→ GIVEN PROBLEM
Copy all the material below, exactly as it stands.
:: RECORDS SUPPLIED ::
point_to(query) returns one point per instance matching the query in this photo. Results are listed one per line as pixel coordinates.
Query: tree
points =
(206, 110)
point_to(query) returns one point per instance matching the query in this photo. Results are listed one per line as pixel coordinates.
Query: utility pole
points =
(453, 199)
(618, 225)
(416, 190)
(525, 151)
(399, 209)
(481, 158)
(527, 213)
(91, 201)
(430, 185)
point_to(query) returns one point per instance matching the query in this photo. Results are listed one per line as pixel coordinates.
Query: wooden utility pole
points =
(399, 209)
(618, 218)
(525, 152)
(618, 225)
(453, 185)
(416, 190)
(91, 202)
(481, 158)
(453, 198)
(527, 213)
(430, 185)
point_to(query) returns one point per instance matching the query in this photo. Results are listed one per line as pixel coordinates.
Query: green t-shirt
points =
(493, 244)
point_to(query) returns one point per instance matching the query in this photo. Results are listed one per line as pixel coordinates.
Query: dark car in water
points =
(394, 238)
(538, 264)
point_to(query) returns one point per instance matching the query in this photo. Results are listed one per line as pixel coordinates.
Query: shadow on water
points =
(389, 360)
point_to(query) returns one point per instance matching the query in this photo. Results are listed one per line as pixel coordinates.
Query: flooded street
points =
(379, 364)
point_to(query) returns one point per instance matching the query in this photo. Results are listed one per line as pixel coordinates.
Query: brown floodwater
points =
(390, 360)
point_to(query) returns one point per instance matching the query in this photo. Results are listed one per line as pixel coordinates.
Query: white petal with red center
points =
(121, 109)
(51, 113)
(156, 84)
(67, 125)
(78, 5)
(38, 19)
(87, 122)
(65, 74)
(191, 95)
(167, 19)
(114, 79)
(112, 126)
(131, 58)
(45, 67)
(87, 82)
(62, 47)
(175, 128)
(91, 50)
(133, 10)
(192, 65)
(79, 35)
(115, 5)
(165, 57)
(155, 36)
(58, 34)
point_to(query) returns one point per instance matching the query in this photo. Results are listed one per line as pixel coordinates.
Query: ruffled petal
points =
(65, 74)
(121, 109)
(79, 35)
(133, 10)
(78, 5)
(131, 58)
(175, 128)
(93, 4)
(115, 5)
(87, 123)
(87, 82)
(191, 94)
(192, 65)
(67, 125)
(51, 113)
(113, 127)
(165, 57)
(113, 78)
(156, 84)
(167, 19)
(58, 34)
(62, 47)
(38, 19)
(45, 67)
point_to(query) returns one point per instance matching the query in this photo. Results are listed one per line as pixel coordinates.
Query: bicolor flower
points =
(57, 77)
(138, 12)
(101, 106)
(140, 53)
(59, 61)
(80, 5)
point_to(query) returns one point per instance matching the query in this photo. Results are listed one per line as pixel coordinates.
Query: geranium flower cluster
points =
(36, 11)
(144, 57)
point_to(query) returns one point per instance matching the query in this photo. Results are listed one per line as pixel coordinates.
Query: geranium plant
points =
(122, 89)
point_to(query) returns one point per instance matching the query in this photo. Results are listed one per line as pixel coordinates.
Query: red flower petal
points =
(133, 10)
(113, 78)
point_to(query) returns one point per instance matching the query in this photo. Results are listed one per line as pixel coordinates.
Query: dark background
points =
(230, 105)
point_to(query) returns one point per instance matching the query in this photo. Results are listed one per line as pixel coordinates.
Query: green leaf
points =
:::
→ CORRECT RESPONSE
point_to(query) returns one point per instance matching the query in this photo. Results are listed one per line as pixel coordinates.
Query: tree
points =
(206, 110)
point_to(query) returns one point per instance matching the query in this photo. Results are listed one per line as pixel coordinates.
Query: utility pole
points =
(453, 199)
(618, 225)
(416, 190)
(525, 151)
(399, 209)
(481, 158)
(527, 213)
(91, 201)
(430, 185)
point_to(query) returns one point per instance matching the query in this photo. Results are listed one per line as pixel coordinates.
Query: wooden utility pole
points =
(399, 209)
(618, 218)
(525, 152)
(618, 225)
(453, 185)
(416, 190)
(91, 202)
(481, 158)
(453, 198)
(527, 213)
(430, 185)
point_to(query) returns one point per instance matching the query in this photo. Results are listed one per line as pixel coordinates.
Query: green t-shirt
points =
(493, 244)
point_to(query) returns one point per instance matching the query in this photo. Results are listed one per line as pixel coordinates.
Query: dark car in water
points =
(394, 238)
(538, 264)
point_to(query) returns one point per instance matching the query in this photo. Results are listed one per line as pixel coordinates.
Query: shadow on water
points =
(389, 360)
point_to(query) returns one point per instance matching the query in this photo. Results are listed one per line as pixel coordinates.
Query: flooded street
points =
(379, 364)
point_to(query) returns one point per instance matching the query in this photo. Results are listed one per line as pixel coordinates.
Query: brown floodwater
points =
(390, 360)
point_to(query) returns one point per instance matching the query in this photo. Results are listed one per line as pixel coordinates.
Query: white petal with red center
points =
(121, 109)
(51, 113)
(156, 84)
(67, 125)
(78, 5)
(38, 19)
(87, 122)
(65, 74)
(191, 95)
(167, 19)
(114, 79)
(112, 126)
(131, 58)
(45, 67)
(87, 82)
(62, 47)
(175, 128)
(91, 50)
(133, 10)
(192, 65)
(79, 35)
(115, 5)
(165, 57)
(155, 36)
(58, 34)
point_to(query) returns one point per instance matching the query in this photo. Results are listed one per line as pixel coordinates.
Query: ruffled petal
points =
(65, 74)
(121, 109)
(79, 35)
(133, 10)
(78, 5)
(131, 58)
(175, 128)
(93, 4)
(115, 5)
(87, 123)
(87, 82)
(191, 94)
(192, 65)
(67, 125)
(51, 113)
(113, 127)
(165, 57)
(113, 78)
(156, 84)
(167, 19)
(58, 34)
(62, 47)
(38, 19)
(45, 67)
point_to(query) returns one point per instance matching the query in this photo. Results are listed one per line as pixel coordinates.
Query: bicolor flower
points =
(57, 77)
(138, 12)
(101, 106)
(140, 53)
(59, 61)
(80, 5)
point_to(query) returns one point per instance matching the query in this photo. Results are listed one per line as pixel coordinates.
Query: geranium flower cluster
points =
(36, 11)
(144, 57)
point_to(query) returns one point per instance matching the query in this photo. Results are listed one per line as pixel coordinates.
Query: geranium plant
points =
(122, 89)
point_to(query) returns one point per instance matching the query in this photo. Results are listed one per line as pixel coordinates.
Query: red flower petal
points =
(133, 10)
(113, 78)
point_to(query) returns one point per instance matching the query in this photo. Results are listed one per line as pixel coordinates.
Query: dark background
points =
(230, 105)
point_to(query) returns one point per instance matching the query in this photo. Results are listed one per line as pixel coordinates.
Query: green leaf
points =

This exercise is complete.